Point-per-instance localization data:
★ ★ ★

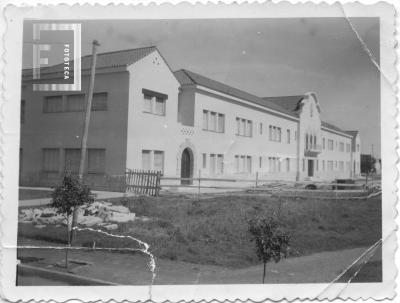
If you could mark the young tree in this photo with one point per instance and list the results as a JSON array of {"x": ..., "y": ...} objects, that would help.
[
  {"x": 67, "y": 196},
  {"x": 272, "y": 243}
]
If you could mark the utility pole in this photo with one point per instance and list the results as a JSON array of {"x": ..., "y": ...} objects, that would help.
[{"x": 89, "y": 98}]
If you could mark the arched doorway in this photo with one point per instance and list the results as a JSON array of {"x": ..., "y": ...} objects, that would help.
[{"x": 187, "y": 166}]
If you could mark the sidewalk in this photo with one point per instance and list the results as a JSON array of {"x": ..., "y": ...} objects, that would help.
[
  {"x": 130, "y": 269},
  {"x": 100, "y": 195}
]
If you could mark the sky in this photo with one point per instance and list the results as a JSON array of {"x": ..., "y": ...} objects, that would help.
[{"x": 265, "y": 57}]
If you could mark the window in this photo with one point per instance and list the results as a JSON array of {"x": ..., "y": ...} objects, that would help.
[
  {"x": 205, "y": 120},
  {"x": 153, "y": 160},
  {"x": 248, "y": 167},
  {"x": 330, "y": 144},
  {"x": 244, "y": 127},
  {"x": 275, "y": 133},
  {"x": 220, "y": 164},
  {"x": 249, "y": 129},
  {"x": 75, "y": 103},
  {"x": 243, "y": 163},
  {"x": 204, "y": 161},
  {"x": 237, "y": 169},
  {"x": 153, "y": 102},
  {"x": 221, "y": 123},
  {"x": 22, "y": 117},
  {"x": 21, "y": 158},
  {"x": 212, "y": 164},
  {"x": 213, "y": 121},
  {"x": 147, "y": 104},
  {"x": 99, "y": 102},
  {"x": 53, "y": 104},
  {"x": 158, "y": 160},
  {"x": 146, "y": 159},
  {"x": 96, "y": 161},
  {"x": 72, "y": 159},
  {"x": 51, "y": 159}
]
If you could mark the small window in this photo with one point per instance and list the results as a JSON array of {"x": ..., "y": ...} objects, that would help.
[
  {"x": 147, "y": 104},
  {"x": 213, "y": 121},
  {"x": 158, "y": 160},
  {"x": 51, "y": 159},
  {"x": 96, "y": 161},
  {"x": 75, "y": 103},
  {"x": 153, "y": 102},
  {"x": 248, "y": 164},
  {"x": 22, "y": 117},
  {"x": 220, "y": 164},
  {"x": 204, "y": 161},
  {"x": 237, "y": 163},
  {"x": 99, "y": 102},
  {"x": 146, "y": 159},
  {"x": 212, "y": 164},
  {"x": 221, "y": 123},
  {"x": 53, "y": 104},
  {"x": 72, "y": 159},
  {"x": 205, "y": 120}
]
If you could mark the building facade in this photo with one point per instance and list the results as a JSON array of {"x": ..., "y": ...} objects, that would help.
[{"x": 146, "y": 116}]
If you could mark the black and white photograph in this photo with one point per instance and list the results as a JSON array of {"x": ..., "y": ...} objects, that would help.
[{"x": 216, "y": 151}]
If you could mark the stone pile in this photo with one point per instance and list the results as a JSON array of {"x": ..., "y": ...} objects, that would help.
[{"x": 98, "y": 213}]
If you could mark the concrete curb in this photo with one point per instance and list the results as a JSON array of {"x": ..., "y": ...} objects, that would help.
[{"x": 71, "y": 279}]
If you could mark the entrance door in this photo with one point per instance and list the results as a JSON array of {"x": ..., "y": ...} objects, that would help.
[
  {"x": 310, "y": 168},
  {"x": 186, "y": 166}
]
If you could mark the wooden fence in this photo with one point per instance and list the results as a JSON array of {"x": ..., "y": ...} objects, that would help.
[{"x": 145, "y": 182}]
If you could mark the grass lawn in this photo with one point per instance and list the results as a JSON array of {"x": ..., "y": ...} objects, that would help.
[
  {"x": 27, "y": 194},
  {"x": 215, "y": 231}
]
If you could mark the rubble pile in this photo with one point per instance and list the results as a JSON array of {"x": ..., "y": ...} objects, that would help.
[{"x": 98, "y": 213}]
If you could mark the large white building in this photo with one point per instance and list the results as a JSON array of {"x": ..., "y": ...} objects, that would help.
[{"x": 147, "y": 116}]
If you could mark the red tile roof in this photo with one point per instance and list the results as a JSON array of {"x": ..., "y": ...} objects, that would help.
[
  {"x": 108, "y": 59},
  {"x": 186, "y": 77}
]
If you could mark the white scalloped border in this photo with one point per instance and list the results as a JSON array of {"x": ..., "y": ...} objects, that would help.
[{"x": 163, "y": 4}]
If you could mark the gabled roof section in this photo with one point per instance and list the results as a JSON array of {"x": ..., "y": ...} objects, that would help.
[
  {"x": 290, "y": 103},
  {"x": 352, "y": 133},
  {"x": 186, "y": 77},
  {"x": 108, "y": 59}
]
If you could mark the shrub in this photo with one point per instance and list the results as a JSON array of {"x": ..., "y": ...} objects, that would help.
[{"x": 271, "y": 242}]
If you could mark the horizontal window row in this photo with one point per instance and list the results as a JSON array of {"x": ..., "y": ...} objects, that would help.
[
  {"x": 153, "y": 160},
  {"x": 213, "y": 121},
  {"x": 73, "y": 103},
  {"x": 154, "y": 102},
  {"x": 52, "y": 161},
  {"x": 213, "y": 162},
  {"x": 330, "y": 165},
  {"x": 332, "y": 145}
]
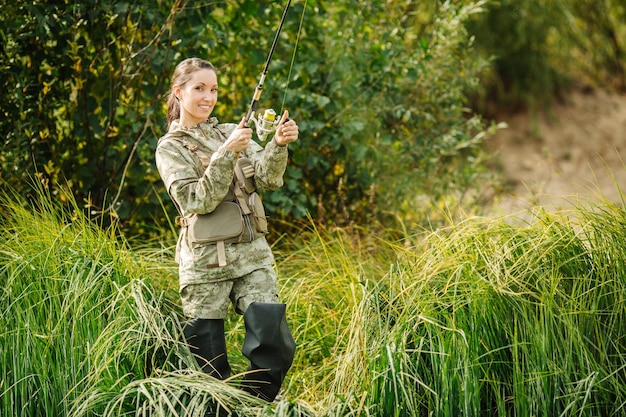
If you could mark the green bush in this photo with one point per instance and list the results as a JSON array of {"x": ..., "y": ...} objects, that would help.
[{"x": 84, "y": 88}]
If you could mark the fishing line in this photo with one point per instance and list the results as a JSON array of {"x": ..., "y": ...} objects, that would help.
[{"x": 293, "y": 57}]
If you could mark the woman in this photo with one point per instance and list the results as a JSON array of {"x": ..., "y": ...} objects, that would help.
[{"x": 212, "y": 172}]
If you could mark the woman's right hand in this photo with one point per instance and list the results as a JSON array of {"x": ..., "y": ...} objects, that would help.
[{"x": 240, "y": 138}]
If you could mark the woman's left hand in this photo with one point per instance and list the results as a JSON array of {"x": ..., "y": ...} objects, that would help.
[{"x": 287, "y": 131}]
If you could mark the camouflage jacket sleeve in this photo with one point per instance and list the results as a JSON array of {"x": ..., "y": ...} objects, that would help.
[
  {"x": 193, "y": 188},
  {"x": 269, "y": 164}
]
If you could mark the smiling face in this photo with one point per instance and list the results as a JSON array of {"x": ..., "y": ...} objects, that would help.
[{"x": 197, "y": 97}]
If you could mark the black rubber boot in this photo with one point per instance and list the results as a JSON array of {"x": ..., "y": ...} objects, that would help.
[
  {"x": 269, "y": 346},
  {"x": 207, "y": 343}
]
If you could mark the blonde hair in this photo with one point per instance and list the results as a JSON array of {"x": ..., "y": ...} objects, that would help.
[{"x": 181, "y": 76}]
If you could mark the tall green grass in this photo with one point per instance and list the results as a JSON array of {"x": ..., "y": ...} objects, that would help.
[
  {"x": 480, "y": 318},
  {"x": 486, "y": 318}
]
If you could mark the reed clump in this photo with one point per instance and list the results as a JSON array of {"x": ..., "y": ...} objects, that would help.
[{"x": 480, "y": 318}]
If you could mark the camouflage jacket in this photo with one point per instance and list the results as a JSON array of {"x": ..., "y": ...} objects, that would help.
[{"x": 196, "y": 188}]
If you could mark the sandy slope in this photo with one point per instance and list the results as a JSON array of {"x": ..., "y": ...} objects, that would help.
[{"x": 577, "y": 150}]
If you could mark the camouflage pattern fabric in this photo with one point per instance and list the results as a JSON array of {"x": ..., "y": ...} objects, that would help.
[
  {"x": 195, "y": 188},
  {"x": 210, "y": 300}
]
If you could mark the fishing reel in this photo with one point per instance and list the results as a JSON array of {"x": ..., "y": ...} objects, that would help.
[{"x": 265, "y": 124}]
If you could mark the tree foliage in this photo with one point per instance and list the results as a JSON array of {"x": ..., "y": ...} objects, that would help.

★ ★ ★

YOUR OBJECTIVE: Give the data above again, exactly, with every picture removed.

COMPLETED EXERCISE:
If you could mark the young tree in this photo with one point per instance and list the results as a JSON array of {"x": ..., "y": ...} objects, that would help.
[
  {"x": 67, "y": 196},
  {"x": 272, "y": 243}
]
If you could mark the utility pole in this photo with one point per instance and list the results as a JSON array of {"x": ..., "y": ...} objects, that would help.
[{"x": 89, "y": 98}]
If you could mark the arched doorway in this photo with one point per instance and list the results as a JSON array of {"x": ..., "y": ...} objects, that would help.
[{"x": 187, "y": 166}]
If you could mark the sidewalk in this photo with one point per instance and list the results as a JSON array of {"x": ..., "y": ...} objects, that would help.
[
  {"x": 130, "y": 269},
  {"x": 100, "y": 195}
]
If you could mark the sky in this photo with one point per instance and list the results as a JSON array of {"x": ..., "y": ...} objects, that would help.
[{"x": 265, "y": 57}]
If you could mark the window in this photo with one point per instance and list the results as a JSON array of {"x": ..., "y": ...} objects, that would help.
[
  {"x": 205, "y": 120},
  {"x": 153, "y": 160},
  {"x": 248, "y": 167},
  {"x": 330, "y": 144},
  {"x": 244, "y": 127},
  {"x": 275, "y": 133},
  {"x": 220, "y": 164},
  {"x": 249, "y": 129},
  {"x": 75, "y": 103},
  {"x": 243, "y": 163},
  {"x": 204, "y": 161},
  {"x": 237, "y": 169},
  {"x": 153, "y": 102},
  {"x": 221, "y": 123},
  {"x": 22, "y": 117},
  {"x": 21, "y": 158},
  {"x": 212, "y": 164},
  {"x": 213, "y": 121},
  {"x": 147, "y": 104},
  {"x": 99, "y": 102},
  {"x": 53, "y": 104},
  {"x": 158, "y": 160},
  {"x": 146, "y": 159},
  {"x": 96, "y": 161},
  {"x": 72, "y": 159},
  {"x": 51, "y": 159}
]
If you could mark the small window in this photo with one point per instance and list the results as a JSON array of {"x": ..., "y": ...} objects, that would help.
[
  {"x": 147, "y": 104},
  {"x": 213, "y": 121},
  {"x": 158, "y": 160},
  {"x": 51, "y": 159},
  {"x": 96, "y": 161},
  {"x": 75, "y": 103},
  {"x": 153, "y": 102},
  {"x": 248, "y": 164},
  {"x": 22, "y": 117},
  {"x": 220, "y": 164},
  {"x": 204, "y": 161},
  {"x": 237, "y": 163},
  {"x": 99, "y": 102},
  {"x": 146, "y": 159},
  {"x": 212, "y": 164},
  {"x": 221, "y": 123},
  {"x": 53, "y": 104},
  {"x": 72, "y": 159},
  {"x": 205, "y": 120}
]
If you could mark the building facade in this photo with one point per instance and list the results as a JSON array of {"x": ..., "y": ...} objects, that would help.
[{"x": 146, "y": 116}]
If you could mark the black and white photograph in this photo with one point per instance and list the results as a JSON array of {"x": ..., "y": ...} objects, that would help.
[{"x": 216, "y": 151}]
If you could mark the stone pile in this photo with one point per instance and list the results as a JSON array of {"x": ..., "y": ...} objects, that would help.
[{"x": 98, "y": 213}]
If you could mark the concrete curb in this photo with one point per instance and list the results as a JSON array of {"x": ..., "y": ...} objects, that would help.
[{"x": 71, "y": 279}]
If you could mark the entrance door in this photo with one point per instance and list the results as a JSON array of {"x": ..., "y": ...} objects, that would help.
[
  {"x": 310, "y": 168},
  {"x": 186, "y": 166}
]
If you could mark the wooden fence in this photo with one point per instance and list the results as a JSON array of {"x": ..., "y": ...} objects, that would help.
[{"x": 145, "y": 182}]
If you could mark the grass lawn in this photo with one point per instance and list the results as a JSON array of {"x": ..., "y": ...} objects, that would help.
[
  {"x": 27, "y": 194},
  {"x": 215, "y": 231}
]
If you could mark the rubble pile in this photo with one point per instance and list the results as a JSON array of {"x": ..., "y": ...} objects, that would help.
[{"x": 98, "y": 213}]
If you could mark the large white building in this photo with one point per instance and list the results as a JSON array of {"x": ..., "y": ...} objects, that would help.
[{"x": 147, "y": 116}]
If you could mark the red tile roof in this photo with one point per instance and list the results as a JSON array of {"x": ..., "y": ...} objects, that would help.
[
  {"x": 108, "y": 59},
  {"x": 186, "y": 77}
]
If you could mark the white scalloped border in this photo with one point per instance and list the results as a JSON array of {"x": ..., "y": ...} objects, that would help.
[{"x": 163, "y": 4}]
If you could mark the gabled roof section in this photo with one point per instance and list the results as a JSON array of {"x": ..., "y": ...} objects, that would help.
[
  {"x": 290, "y": 103},
  {"x": 352, "y": 133},
  {"x": 186, "y": 77},
  {"x": 108, "y": 59}
]
If you could mark the shrub in this photo with one point per instance and list the results as a JSON array of {"x": ..., "y": ...} objects, that would help.
[{"x": 271, "y": 242}]
If you could mark the horizontal window row in this photo with one point per instance and list the results as a JSON array of {"x": ..., "y": ...} objects, that would help.
[
  {"x": 153, "y": 160},
  {"x": 213, "y": 121},
  {"x": 73, "y": 103},
  {"x": 154, "y": 102},
  {"x": 52, "y": 161},
  {"x": 213, "y": 162},
  {"x": 330, "y": 165},
  {"x": 332, "y": 145}
]
If you could mark the green bush in this photo with one point per instance and list the results as a JSON array of {"x": ..., "y": ...} objects, that would help.
[{"x": 84, "y": 88}]
If you could mark the fishing line in this photo with one point per instance and list the results as a JSON array of {"x": ..., "y": ...} objects, that would help.
[{"x": 293, "y": 57}]
If you could mark the woman in this photo with one point per instance and list the results as a JSON array of {"x": ..., "y": ...} objects, that would help.
[{"x": 212, "y": 172}]
If you could mark the woman's right hand in this photo with one point per instance and list the results as a JSON array of {"x": ..., "y": ...} objects, that would help.
[{"x": 240, "y": 138}]
If you could mark the woman's left hand in this photo with one point per instance and list the results as a JSON array of {"x": ..., "y": ...} objects, that would help.
[{"x": 287, "y": 131}]
If you could mark the camouflage jacket sleeve in this photo with one point per instance and list the results as a JSON array of {"x": ..., "y": ...} objects, that would help.
[
  {"x": 193, "y": 188},
  {"x": 269, "y": 164}
]
If you could mark the smiling face in this photo with one point per instance and list the results as a JSON array of {"x": ..., "y": ...} objects, that would help.
[{"x": 197, "y": 97}]
If you could mark the black rubber boot in this photo with one point per instance and list the results as a JSON array of {"x": ..., "y": ...} objects, that would help.
[
  {"x": 269, "y": 346},
  {"x": 207, "y": 343}
]
If you could mark the blonde hair in this photo with one point per instance and list the results as a JSON array of {"x": ..., "y": ...} objects, that would help.
[{"x": 181, "y": 76}]
If you could mark the tall green grass in this photo with one point per instance and list the results as a JSON array of {"x": ..., "y": ...} objects, that would help.
[
  {"x": 480, "y": 318},
  {"x": 486, "y": 318}
]
If you could mark the reed clump in this photo with one point per instance and list the results as a JSON array of {"x": ..., "y": ...} objects, that would help.
[{"x": 480, "y": 318}]
If you could mark the camouflage jacket in this photo with one point per instance and list the results as a JSON array of {"x": ..., "y": ...} objects, that would help.
[{"x": 196, "y": 188}]
If you could mark the sandy slope in this photo with one point per instance and list the results as a JSON array of {"x": ..., "y": ...} objects, that would help.
[{"x": 577, "y": 150}]
If you could mark the camouflage pattern fabric in this photo with one point per instance and list the results as a JSON array of {"x": ..., "y": ...} objects, that would help.
[
  {"x": 195, "y": 188},
  {"x": 210, "y": 300}
]
If you could mark the fishing reel in this photo with one point per instance and list the results as a JSON array of {"x": ..., "y": ...} objects, that would help.
[{"x": 265, "y": 124}]
If you could mark the tree foliage in this photo with one point per instance and list the results as a JSON array of {"x": ..., "y": ...} objects, that would help.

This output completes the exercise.